(Selected text begins)

Source: CyberDesserts primary research, three research deployments, May to June 2026. These signatures identify the scanning tool or library, not the operator running it. The same tool appears across unrelated actors, so no vendor attribution is made.

One signature deserves a closer look, because it shows why a user-agent alone should never settle attribution. Traffic in our data presented the banner Shodan-Pull/1.0. It is not in the table above, and the reason is the point.

None of the source IPs behind that banner belong to Shodan. Forward-confirmed reverse DNS and registration lookups on every one of them returned no Shodan-owned address. They resolved instead to rented cloud hosts: a block on PFCloud in Bulgaria, a spread of DigitalOcean addresses, and a handful of other commodity providers. The banner announces Shodan; the network underneath it has nothing to do with Shodan.

The genuine Shodan traffic did the opposite. The nine verified Shodan IPs in the table sit on Shodan's owned netblock and published census ranges, and they carry no scanner banner at all, just spoofed browser strings. So the traffic that announces itself as Shodan is not on Shodan's network, and the traffic that is on Shodan's network does not announce itself.

What the spoofed banner is for is open. It could be a third party scanning off Shodan's published data, or tooling that reuses the string to blend in. The data does not say, so Shodan-Pull/1.0 is left out of the reference rather than guessed at.

The lesson generalises. Treat a banner as a claim, not proof. Where attribution matters, verify the source network against the operator's registered or published ranges before you trust the label.

What you're exposing, and how to reduce it

A scanner in your logs means a public database now lists something about your service. The useful question is not how to hide, but what you are giving away and whether you need to.

Three moves, in priority order.

First, do not expose what does not need exposing. Once a service is reachable it has been seen, and you cannot know who recorded it or whether they ever drop it. Blocking later shuts the door, but the record is already out. Keep it off the internet behind IP allow-listing.

Second, authenticate everything that must stay reachable. Being catalogued is reconnaissance; being catalogued with no authentication is exposure.

(Selected text ends)
(Recorded data begins)

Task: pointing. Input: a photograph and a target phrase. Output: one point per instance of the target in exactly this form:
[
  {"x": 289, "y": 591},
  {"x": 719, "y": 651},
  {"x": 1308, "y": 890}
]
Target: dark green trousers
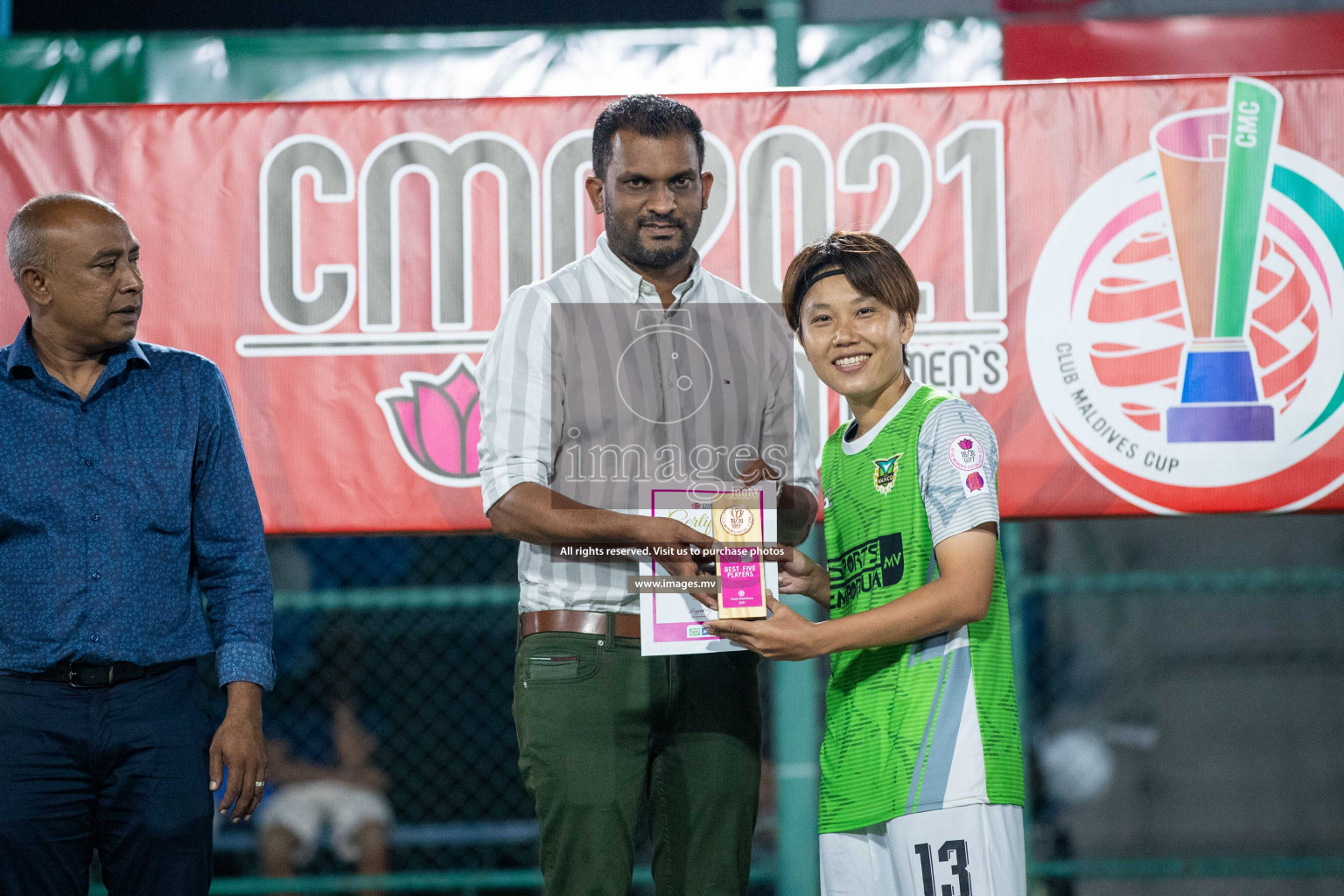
[{"x": 605, "y": 734}]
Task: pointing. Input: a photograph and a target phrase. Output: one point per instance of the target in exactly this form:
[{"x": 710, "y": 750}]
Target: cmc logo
[{"x": 1183, "y": 331}]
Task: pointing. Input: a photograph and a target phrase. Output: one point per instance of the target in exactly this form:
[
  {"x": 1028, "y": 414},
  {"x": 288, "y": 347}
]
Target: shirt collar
[
  {"x": 628, "y": 280},
  {"x": 23, "y": 355}
]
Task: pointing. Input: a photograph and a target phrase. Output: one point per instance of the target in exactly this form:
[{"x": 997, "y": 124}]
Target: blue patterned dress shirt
[{"x": 122, "y": 514}]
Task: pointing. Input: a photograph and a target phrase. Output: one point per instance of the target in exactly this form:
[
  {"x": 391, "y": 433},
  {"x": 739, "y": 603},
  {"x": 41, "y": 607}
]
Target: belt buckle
[{"x": 73, "y": 677}]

(Recorded data ends)

## Set of tasks:
1 - Answer these questions about the scanner attribution text:
(a) What banner did the traffic present that is left out of the table?
(b) How many verified Shodan IPs are in the table, and what strings do they carry?
(c) What is the first of the three moves for reducing exposure?
2 - Write the next part of the scanner attribution text, starting after its final paragraph.

## Task answers:
1 -
(a) The traffic presented the banner Shodan-Pull/1.0.
(b) There are nine verified Shodan IPs. They carry no scanner banner, only spoofed browser strings.
(c) The first move is not to expose what does not need exposing, keeping it off the internet behind IP allow-listing.

2 -
Third, think about whether to block at all. Blocking a scanner's range is a weak control: these operators rotate and add IPs, so the block needs constant upkeep, and it does nothing about everyone else who can still reach the service. Your exposure is unchanged; you have just stopped seeing one of the better-behaved visitors. For the self-identifying commercial scanners, leaving them is often the better call, since they give you a free external view of what is reachable, a signal worth keeping (World of Balgan).

Blocking by source only goes so far. If a .env or .git/config is reachable, it leaks to whoever requests it, named scanner or not. Filtering those paths at the WAF is the catch-all, standard in the OWASP Core Rule Set that Cloudflare and others run: it does not undo an exposed config, but it covers the ones you have not found yet.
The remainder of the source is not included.